___ Dataset excerpts ___
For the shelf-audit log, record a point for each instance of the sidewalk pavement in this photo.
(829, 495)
___
___ Dataset excerpts ___
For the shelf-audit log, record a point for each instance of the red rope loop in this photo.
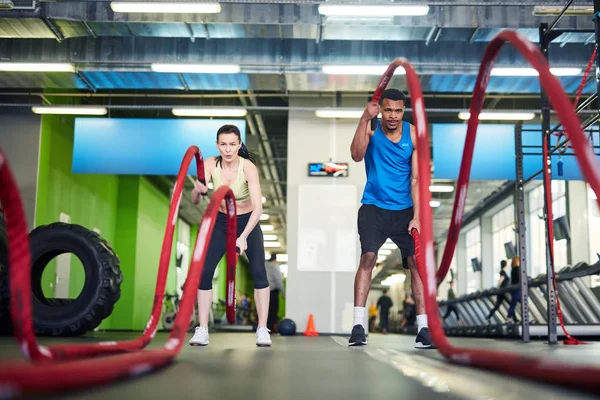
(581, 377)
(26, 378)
___
* **Your task**
Pick out each line in the entries above that contains the string "audit", and copy those lines out in full. Case counts when matching.

* **Answer to this problem**
For the shelf-audit log, record a point for each instance of the sidewalk pavement in this photo.
For the shelf-audit log, record a point for each instance of the red rope loop in this photo.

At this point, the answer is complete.